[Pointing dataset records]
┄┄┄┄┄┄┄┄┄┄
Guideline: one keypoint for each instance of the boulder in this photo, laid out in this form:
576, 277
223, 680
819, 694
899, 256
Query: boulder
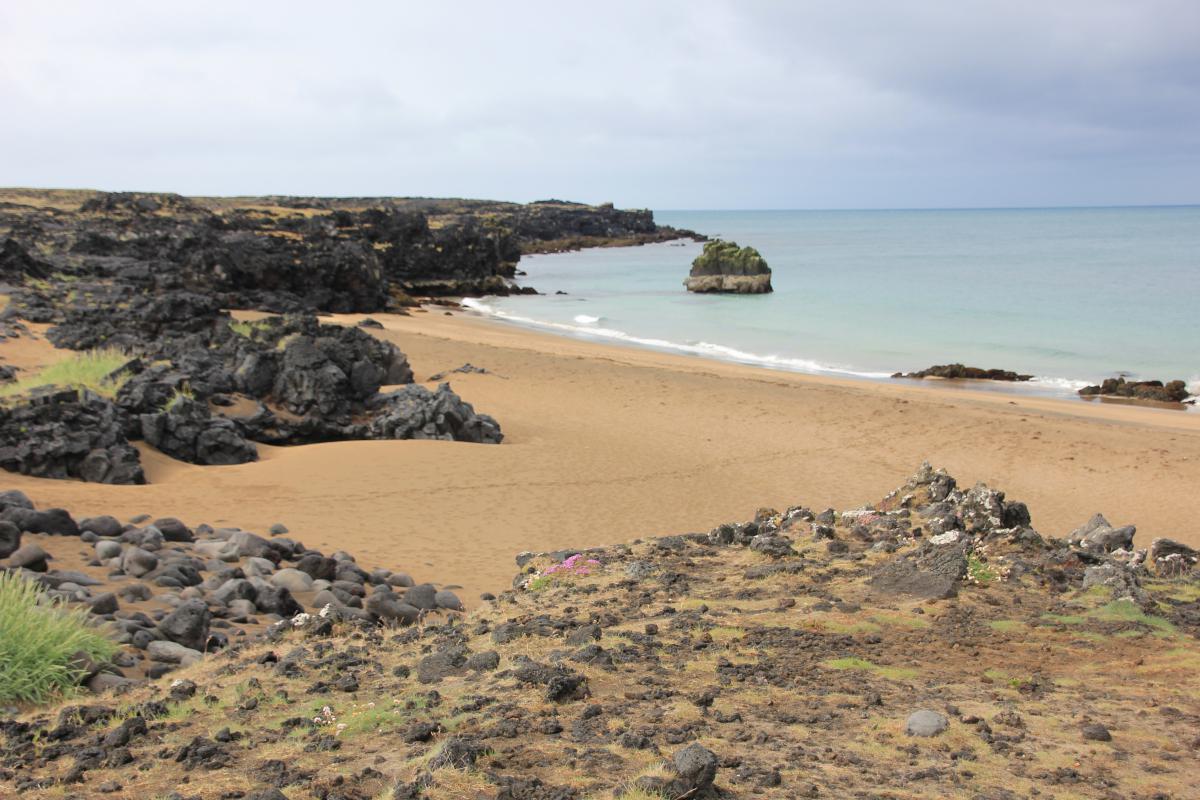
925, 723
173, 653
10, 539
107, 548
1171, 559
1175, 391
423, 595
173, 530
137, 561
959, 372
69, 433
931, 572
387, 607
729, 269
1097, 535
292, 579
31, 558
15, 498
187, 625
189, 431
55, 522
417, 413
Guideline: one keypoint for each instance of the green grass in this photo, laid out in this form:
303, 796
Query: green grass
978, 571
37, 641
184, 391
247, 329
863, 665
88, 370
1125, 611
1006, 625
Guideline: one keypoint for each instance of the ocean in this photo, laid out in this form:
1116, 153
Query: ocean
1069, 295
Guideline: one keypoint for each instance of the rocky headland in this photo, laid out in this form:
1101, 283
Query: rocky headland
727, 269
143, 283
287, 253
930, 644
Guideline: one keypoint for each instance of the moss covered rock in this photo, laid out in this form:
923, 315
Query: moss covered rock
726, 268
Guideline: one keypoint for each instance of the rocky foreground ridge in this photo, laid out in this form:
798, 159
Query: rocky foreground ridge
204, 389
931, 644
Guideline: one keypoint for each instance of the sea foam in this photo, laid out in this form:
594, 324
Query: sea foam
706, 349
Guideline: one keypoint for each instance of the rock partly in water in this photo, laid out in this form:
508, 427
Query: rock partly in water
1175, 391
959, 372
727, 269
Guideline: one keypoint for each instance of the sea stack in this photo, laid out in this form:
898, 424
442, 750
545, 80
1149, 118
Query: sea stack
726, 268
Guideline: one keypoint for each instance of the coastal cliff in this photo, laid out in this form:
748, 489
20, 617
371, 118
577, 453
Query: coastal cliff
288, 253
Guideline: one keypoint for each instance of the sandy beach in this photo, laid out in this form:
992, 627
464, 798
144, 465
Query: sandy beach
606, 444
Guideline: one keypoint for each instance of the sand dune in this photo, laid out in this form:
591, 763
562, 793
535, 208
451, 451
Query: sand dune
609, 444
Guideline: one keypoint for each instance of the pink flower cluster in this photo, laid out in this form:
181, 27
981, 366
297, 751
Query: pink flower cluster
573, 565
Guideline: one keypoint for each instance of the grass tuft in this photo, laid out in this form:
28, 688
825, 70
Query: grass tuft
89, 370
39, 639
978, 571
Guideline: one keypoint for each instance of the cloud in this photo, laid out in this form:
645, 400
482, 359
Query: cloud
667, 104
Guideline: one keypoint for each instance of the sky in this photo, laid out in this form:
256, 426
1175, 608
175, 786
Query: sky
699, 104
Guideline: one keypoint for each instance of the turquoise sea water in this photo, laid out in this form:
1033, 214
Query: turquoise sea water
1071, 295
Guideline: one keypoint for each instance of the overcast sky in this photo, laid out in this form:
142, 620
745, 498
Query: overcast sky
661, 104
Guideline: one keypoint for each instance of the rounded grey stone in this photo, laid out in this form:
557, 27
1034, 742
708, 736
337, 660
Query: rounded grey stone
925, 723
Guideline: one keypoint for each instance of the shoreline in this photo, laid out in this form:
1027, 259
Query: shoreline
607, 444
979, 390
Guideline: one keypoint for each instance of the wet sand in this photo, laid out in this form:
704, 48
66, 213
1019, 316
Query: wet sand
606, 444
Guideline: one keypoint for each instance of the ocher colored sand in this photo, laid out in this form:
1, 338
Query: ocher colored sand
609, 444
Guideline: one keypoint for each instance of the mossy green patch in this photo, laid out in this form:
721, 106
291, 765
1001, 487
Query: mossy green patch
863, 665
1006, 625
1126, 611
90, 370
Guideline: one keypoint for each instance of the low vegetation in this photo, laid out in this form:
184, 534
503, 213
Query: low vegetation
40, 642
91, 370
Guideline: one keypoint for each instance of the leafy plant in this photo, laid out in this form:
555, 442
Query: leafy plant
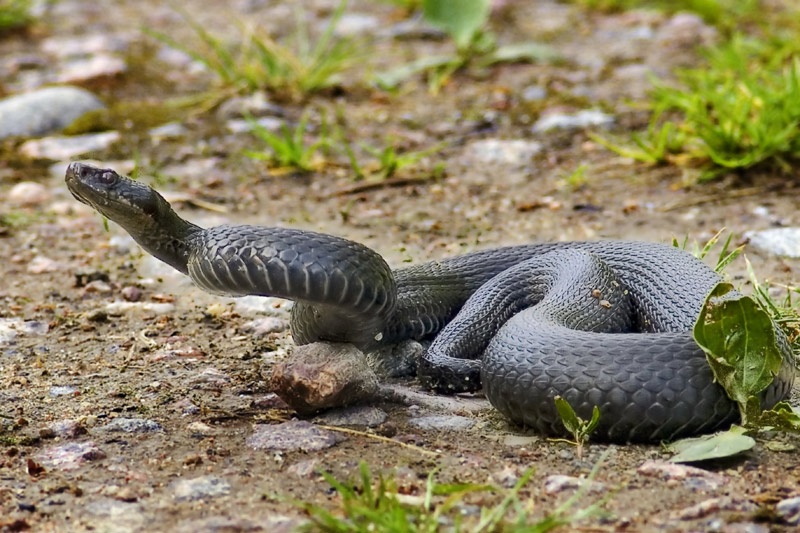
14, 14
465, 22
289, 148
259, 62
581, 429
377, 507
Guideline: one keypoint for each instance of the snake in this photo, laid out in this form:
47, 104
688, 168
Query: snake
604, 324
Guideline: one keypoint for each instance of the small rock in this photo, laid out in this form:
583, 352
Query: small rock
119, 307
132, 425
199, 488
582, 119
28, 193
44, 111
70, 456
62, 391
789, 510
291, 436
67, 147
304, 469
261, 327
442, 422
359, 415
199, 429
100, 66
779, 241
67, 429
41, 264
513, 152
696, 477
559, 483
324, 375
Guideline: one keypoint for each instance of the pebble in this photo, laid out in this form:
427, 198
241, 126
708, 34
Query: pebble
132, 425
158, 308
41, 264
323, 375
70, 456
779, 241
199, 488
582, 119
99, 66
62, 391
28, 193
559, 483
512, 152
58, 148
261, 327
292, 436
44, 111
697, 478
360, 415
442, 422
789, 510
67, 428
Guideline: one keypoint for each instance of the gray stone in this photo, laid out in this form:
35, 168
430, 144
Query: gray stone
199, 488
70, 456
443, 422
44, 111
66, 147
361, 415
582, 119
132, 425
789, 510
779, 241
292, 436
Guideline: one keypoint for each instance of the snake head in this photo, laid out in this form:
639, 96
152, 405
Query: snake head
118, 198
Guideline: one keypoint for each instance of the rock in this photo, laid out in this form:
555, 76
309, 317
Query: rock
324, 375
132, 425
511, 152
582, 119
41, 264
443, 422
99, 66
28, 193
261, 327
62, 391
559, 483
44, 111
199, 488
789, 510
70, 456
359, 415
779, 241
695, 478
291, 436
68, 147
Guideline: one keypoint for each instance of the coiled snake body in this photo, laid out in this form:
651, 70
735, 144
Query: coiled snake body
603, 323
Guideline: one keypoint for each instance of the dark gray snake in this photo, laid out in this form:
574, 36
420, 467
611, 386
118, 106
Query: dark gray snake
599, 323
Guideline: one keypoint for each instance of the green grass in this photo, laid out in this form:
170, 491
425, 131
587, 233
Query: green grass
376, 506
14, 14
259, 62
740, 110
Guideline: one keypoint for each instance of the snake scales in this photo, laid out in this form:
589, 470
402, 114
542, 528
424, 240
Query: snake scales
600, 323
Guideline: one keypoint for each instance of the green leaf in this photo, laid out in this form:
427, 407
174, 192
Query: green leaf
723, 444
461, 19
739, 340
518, 52
568, 416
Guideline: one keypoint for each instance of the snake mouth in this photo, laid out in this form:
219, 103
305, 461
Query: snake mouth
113, 195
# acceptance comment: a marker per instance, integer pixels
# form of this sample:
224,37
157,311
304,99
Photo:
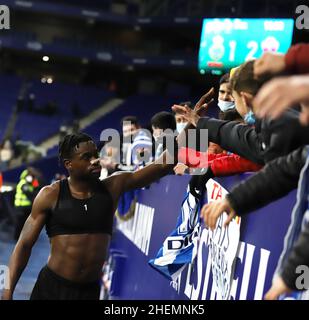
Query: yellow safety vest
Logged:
21,200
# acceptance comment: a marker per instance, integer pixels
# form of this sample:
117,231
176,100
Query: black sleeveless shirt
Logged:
78,216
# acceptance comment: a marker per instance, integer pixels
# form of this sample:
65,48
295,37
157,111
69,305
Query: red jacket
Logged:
221,164
296,59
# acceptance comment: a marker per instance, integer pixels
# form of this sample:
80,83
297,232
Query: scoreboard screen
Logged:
227,43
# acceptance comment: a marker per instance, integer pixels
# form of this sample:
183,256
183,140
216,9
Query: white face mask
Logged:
226,105
180,126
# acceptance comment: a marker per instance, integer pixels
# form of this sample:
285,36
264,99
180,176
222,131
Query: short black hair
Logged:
164,120
186,103
69,142
131,119
230,115
224,79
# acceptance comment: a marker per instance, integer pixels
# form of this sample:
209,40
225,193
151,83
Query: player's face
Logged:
85,162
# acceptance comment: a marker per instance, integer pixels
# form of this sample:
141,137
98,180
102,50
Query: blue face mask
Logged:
225,105
249,118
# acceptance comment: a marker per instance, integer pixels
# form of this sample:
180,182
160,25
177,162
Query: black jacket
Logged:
266,141
280,176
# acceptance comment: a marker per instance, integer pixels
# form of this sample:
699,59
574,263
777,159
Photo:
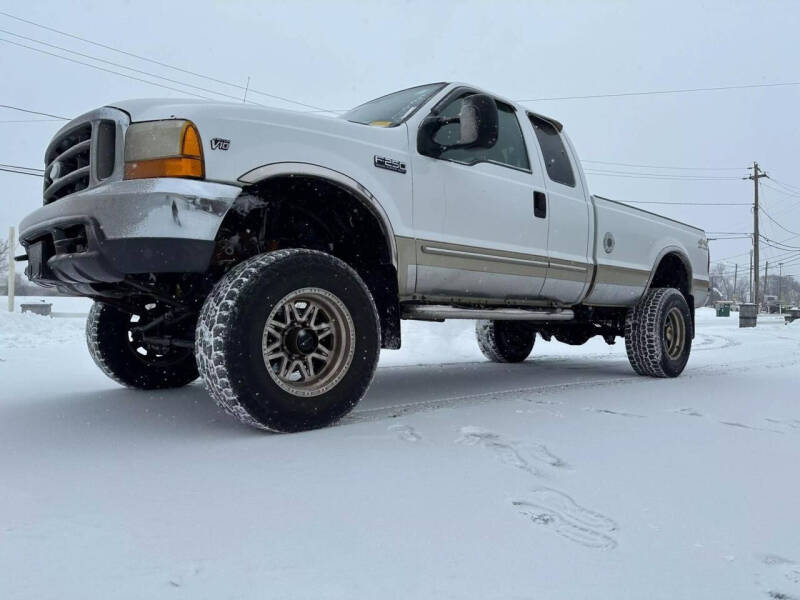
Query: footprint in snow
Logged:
782,572
560,513
607,411
689,412
510,452
406,433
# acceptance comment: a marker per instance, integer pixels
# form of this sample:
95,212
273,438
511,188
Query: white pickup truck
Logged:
274,253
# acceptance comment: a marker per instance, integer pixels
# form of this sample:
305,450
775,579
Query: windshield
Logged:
393,109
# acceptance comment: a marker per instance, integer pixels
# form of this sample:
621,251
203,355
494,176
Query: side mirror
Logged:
479,122
478,125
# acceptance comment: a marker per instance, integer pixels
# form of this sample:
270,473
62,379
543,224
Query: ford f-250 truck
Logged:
274,253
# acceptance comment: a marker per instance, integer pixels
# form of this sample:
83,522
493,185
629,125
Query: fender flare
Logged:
348,184
681,253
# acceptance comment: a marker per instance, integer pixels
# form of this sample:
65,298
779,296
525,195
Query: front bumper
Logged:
102,234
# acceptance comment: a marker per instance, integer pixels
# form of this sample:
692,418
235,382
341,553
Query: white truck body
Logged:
458,231
185,220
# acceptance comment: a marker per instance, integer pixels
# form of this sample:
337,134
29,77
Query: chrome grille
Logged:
79,157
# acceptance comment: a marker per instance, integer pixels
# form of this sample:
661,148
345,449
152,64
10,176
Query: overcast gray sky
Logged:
337,55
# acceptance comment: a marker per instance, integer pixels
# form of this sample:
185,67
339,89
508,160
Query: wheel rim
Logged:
674,334
308,342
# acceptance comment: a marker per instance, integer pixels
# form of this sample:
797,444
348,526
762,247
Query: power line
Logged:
666,175
789,187
18,167
662,92
605,162
657,176
162,64
689,203
766,214
33,112
108,62
103,69
30,121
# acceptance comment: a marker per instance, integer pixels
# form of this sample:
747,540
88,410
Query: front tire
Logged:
505,341
111,336
658,333
288,340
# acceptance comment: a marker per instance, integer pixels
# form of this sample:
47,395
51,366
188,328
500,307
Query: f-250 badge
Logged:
390,164
220,144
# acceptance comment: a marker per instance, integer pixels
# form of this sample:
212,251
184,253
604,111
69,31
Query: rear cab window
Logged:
556,158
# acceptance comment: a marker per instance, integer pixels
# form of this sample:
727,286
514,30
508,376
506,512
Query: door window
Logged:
509,150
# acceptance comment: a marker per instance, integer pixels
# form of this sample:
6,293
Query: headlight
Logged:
170,148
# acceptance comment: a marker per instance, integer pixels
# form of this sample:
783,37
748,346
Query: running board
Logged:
435,312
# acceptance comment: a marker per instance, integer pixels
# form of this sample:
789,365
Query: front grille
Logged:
79,158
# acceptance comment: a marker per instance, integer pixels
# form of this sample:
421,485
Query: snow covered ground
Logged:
566,476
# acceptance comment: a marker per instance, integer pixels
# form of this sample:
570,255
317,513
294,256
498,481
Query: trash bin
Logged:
747,315
41,308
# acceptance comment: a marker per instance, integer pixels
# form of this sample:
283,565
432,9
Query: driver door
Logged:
478,235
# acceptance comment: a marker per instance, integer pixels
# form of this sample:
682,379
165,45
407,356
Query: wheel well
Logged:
672,272
314,213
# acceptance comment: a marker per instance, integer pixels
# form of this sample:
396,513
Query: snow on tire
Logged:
658,333
505,341
288,340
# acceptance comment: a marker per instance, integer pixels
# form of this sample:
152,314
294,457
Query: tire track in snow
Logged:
781,573
545,507
528,393
559,512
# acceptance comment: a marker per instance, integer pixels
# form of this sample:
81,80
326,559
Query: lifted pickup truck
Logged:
274,253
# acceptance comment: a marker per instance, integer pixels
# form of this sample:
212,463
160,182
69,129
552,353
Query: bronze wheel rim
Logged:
308,342
674,334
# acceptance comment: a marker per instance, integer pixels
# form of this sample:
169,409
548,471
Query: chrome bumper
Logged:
104,233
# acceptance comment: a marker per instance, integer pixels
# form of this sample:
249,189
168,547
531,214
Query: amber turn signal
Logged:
170,148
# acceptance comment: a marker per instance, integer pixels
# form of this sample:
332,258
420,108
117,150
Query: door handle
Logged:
539,205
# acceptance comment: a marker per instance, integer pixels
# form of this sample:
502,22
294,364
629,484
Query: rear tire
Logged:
134,364
288,340
505,341
658,333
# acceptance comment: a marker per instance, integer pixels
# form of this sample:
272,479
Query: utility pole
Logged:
11,246
756,175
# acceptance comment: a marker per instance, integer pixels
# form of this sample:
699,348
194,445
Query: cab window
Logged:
509,150
556,159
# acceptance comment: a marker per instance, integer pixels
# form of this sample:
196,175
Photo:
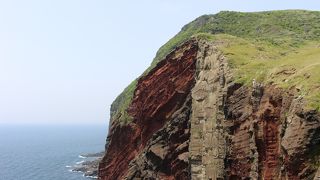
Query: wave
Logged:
80,162
82,157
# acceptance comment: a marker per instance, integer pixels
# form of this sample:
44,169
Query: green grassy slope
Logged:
262,45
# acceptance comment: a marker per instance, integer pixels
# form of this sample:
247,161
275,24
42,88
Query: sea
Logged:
47,152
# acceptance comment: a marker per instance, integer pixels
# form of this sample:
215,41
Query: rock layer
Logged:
157,96
192,121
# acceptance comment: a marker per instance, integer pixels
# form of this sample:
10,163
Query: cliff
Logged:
232,96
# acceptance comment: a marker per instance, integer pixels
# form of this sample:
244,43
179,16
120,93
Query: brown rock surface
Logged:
192,121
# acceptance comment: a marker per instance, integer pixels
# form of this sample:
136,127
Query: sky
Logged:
65,61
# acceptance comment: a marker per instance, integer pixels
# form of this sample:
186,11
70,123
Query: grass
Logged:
258,45
283,65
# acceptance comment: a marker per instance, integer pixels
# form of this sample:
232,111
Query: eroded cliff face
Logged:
192,121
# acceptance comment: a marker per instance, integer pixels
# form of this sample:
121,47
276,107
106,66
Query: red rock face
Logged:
255,145
262,142
157,96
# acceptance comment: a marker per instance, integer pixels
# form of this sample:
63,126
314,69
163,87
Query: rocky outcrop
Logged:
157,97
191,120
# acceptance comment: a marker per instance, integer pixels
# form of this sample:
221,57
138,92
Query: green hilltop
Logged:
279,47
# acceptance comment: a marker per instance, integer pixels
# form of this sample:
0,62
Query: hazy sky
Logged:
64,61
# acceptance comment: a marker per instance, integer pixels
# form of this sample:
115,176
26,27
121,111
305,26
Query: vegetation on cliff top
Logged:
273,46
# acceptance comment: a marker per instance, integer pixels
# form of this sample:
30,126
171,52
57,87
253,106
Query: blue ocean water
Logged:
43,152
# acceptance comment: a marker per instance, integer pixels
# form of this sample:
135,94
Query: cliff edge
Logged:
┄┄┄┄┄┄┄┄┄┄
## What you have to do
Pick out each line of the records above that contains the word "flower". Copy every such line.

## Output
Guideline: one keypoint for each instance of the pink flower cluster in this photo, laid out in this form:
Query: pink flower cluster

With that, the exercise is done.